ACTIVITY: Identify and copy all lines of the material where the string "below" is found.
——————————
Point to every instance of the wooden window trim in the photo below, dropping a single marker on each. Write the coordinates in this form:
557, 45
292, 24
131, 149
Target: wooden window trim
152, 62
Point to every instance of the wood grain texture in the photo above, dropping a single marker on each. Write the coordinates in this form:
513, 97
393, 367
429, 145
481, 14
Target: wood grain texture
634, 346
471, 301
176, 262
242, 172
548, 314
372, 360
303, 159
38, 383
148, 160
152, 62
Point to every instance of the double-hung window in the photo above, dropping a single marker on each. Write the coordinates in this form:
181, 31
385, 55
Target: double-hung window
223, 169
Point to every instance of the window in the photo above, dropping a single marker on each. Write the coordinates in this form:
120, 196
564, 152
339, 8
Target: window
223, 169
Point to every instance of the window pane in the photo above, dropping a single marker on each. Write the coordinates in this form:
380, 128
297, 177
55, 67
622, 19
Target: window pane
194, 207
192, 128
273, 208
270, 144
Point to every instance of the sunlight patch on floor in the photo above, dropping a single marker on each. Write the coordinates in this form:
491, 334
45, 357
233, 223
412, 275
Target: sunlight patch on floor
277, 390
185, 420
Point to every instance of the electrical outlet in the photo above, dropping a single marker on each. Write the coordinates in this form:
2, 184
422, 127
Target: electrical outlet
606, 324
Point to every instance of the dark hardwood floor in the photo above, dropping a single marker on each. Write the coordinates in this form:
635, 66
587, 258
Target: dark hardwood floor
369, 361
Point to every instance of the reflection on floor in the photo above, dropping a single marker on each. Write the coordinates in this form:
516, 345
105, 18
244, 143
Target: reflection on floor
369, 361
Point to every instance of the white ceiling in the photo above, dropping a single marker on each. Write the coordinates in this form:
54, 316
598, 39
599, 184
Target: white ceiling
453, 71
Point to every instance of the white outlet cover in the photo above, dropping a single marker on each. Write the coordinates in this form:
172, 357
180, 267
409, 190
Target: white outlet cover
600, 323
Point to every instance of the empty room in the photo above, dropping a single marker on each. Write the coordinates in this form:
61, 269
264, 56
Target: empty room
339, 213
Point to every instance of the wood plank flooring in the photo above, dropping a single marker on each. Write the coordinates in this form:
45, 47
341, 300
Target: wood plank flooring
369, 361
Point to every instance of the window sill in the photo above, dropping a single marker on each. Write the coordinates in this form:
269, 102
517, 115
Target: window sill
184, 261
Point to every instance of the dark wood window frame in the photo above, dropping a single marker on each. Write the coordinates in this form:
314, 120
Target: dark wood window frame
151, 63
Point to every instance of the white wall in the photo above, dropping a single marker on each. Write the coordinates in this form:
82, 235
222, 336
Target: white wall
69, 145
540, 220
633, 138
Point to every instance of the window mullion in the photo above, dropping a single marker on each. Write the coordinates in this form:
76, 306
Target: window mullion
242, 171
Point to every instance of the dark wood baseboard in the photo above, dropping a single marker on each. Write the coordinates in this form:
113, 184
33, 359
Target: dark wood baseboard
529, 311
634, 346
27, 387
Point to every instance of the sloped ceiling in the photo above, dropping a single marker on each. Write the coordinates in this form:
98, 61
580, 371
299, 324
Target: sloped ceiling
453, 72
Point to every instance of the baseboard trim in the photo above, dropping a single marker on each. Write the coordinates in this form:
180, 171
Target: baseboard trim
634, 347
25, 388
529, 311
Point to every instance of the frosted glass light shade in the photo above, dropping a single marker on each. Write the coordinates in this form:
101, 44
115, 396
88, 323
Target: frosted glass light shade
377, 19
——————————
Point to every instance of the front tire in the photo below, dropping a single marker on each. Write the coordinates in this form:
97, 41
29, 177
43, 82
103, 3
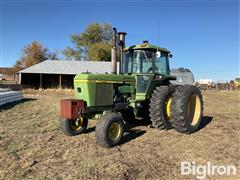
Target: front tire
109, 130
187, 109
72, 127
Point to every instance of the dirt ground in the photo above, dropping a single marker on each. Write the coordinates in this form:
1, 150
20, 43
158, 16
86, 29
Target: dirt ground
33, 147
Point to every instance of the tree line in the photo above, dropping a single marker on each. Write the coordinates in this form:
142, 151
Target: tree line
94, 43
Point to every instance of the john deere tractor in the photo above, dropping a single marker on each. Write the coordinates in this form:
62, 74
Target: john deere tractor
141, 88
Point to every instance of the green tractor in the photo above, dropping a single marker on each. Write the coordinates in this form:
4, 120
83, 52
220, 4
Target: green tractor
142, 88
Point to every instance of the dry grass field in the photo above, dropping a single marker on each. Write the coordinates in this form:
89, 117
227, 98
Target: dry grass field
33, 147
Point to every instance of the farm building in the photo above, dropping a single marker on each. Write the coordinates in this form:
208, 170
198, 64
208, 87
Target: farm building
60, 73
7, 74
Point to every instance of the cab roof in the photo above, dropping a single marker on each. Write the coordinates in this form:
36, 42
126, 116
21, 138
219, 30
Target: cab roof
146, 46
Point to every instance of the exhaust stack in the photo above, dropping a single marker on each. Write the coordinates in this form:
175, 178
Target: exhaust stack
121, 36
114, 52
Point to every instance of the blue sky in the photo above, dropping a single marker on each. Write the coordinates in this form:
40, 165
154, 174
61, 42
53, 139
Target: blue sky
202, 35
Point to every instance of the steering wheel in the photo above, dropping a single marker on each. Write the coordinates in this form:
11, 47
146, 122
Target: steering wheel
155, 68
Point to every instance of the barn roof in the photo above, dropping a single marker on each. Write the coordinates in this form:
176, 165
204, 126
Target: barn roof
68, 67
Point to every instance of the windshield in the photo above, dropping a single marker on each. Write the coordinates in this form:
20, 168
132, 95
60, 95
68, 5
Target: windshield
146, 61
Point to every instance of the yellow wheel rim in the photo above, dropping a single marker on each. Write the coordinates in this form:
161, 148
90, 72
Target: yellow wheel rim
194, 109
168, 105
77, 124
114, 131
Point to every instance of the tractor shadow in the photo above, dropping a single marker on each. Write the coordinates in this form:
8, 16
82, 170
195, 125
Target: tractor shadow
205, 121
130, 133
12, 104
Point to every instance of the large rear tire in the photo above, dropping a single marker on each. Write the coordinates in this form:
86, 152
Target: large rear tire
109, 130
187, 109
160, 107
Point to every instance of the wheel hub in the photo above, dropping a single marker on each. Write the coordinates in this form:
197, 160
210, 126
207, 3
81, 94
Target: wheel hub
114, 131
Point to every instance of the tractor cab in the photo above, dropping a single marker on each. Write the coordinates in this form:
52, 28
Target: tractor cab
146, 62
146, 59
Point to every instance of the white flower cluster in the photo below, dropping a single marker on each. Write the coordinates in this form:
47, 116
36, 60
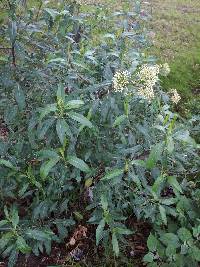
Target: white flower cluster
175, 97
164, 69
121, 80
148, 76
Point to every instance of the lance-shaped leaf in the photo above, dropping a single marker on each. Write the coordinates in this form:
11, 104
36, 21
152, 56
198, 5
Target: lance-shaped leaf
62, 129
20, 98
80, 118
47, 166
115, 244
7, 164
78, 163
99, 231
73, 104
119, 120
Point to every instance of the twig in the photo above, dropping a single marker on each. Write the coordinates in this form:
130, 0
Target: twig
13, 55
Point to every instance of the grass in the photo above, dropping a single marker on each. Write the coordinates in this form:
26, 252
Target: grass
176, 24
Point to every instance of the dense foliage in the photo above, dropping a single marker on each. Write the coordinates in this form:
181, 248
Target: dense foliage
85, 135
——————————
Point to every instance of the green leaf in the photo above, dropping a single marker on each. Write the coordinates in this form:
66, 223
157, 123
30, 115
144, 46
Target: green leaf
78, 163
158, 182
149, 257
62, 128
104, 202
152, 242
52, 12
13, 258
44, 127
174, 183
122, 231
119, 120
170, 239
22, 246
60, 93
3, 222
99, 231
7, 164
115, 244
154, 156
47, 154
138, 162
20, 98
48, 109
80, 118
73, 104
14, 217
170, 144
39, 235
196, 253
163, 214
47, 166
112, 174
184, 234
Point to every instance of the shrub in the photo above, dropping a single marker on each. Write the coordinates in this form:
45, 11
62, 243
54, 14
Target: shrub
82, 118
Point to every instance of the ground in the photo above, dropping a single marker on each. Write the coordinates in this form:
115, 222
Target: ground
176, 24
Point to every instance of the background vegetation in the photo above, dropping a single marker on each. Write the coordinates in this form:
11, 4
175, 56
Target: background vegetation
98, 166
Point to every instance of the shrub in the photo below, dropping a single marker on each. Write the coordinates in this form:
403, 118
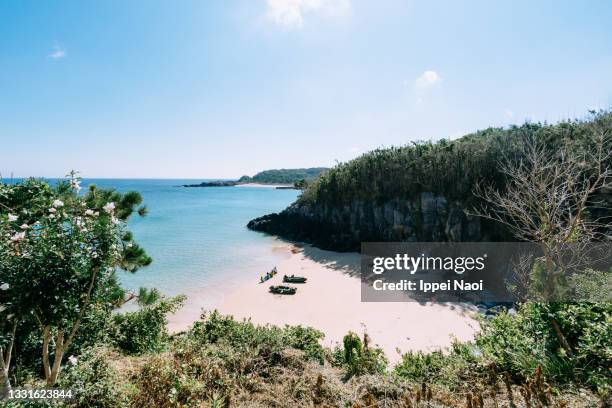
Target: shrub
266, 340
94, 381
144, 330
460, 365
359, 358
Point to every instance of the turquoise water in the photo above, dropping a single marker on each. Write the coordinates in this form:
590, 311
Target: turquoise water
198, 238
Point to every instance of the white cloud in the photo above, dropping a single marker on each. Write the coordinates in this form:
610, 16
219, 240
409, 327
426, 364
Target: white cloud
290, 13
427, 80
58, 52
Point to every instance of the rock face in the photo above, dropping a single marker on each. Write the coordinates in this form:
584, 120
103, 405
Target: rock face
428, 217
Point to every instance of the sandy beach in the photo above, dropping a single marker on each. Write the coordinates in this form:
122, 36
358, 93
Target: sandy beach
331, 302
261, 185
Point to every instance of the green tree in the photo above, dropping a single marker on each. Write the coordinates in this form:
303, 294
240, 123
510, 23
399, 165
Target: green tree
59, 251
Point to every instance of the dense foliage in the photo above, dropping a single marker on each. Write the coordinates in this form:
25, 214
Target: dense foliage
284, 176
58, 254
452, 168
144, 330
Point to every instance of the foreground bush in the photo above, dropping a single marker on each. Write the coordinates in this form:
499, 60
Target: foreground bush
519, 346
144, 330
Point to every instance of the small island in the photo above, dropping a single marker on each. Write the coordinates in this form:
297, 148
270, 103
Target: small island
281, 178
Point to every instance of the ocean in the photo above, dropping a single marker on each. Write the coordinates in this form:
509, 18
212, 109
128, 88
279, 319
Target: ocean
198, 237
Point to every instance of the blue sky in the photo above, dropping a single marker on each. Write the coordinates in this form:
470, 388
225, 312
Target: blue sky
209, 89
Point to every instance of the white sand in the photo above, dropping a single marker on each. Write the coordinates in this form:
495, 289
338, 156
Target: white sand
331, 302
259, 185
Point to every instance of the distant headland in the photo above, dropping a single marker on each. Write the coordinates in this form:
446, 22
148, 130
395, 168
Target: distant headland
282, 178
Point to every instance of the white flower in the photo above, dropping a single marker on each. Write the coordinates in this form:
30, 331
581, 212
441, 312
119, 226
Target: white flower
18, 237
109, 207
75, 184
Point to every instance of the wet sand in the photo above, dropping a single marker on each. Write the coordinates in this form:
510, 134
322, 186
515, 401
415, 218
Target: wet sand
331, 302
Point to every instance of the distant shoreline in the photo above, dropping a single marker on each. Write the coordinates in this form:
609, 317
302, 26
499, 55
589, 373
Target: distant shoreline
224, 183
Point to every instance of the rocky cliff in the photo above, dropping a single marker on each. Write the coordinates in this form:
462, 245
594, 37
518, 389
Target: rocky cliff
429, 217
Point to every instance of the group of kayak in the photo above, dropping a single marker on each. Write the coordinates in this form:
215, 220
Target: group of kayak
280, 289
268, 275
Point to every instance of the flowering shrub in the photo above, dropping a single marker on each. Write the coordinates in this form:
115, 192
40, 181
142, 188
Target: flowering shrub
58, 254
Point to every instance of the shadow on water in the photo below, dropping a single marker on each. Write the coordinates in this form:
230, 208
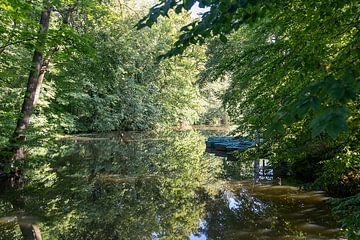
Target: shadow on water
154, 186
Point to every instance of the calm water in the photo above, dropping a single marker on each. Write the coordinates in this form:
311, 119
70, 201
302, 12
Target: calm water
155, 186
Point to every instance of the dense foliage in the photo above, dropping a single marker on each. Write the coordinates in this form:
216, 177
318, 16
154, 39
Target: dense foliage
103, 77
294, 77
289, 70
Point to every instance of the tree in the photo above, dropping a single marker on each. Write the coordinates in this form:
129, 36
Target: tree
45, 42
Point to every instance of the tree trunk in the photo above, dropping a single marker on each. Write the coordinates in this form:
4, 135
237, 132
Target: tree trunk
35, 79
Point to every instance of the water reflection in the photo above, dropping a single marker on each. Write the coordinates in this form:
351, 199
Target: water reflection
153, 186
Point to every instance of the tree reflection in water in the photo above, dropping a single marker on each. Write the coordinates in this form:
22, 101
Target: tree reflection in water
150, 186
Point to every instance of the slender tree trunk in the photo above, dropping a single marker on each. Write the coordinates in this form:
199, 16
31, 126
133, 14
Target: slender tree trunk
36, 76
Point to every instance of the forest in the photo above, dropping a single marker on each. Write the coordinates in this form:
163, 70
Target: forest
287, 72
——————————
YOUR RESPONSE:
Point to every instance of the wooden window trim in the photo below, dropping a single marker on each. Write the coordinates in this form:
Point to every instance of the front tire in the photo below, dropping a single marker on each. Write the coordinates in this form:
Point to every instance of the white flower cluster in the photo below, dropping a single marker on each. Write the coordinates in this form:
Point to every instance of the shrub in the photo below, dropping a single marker on each. Write the coordinates in this form:
Point to every instance of the shadow on water in the photo below, dropping a single marker on each. Write the coordinates in this form:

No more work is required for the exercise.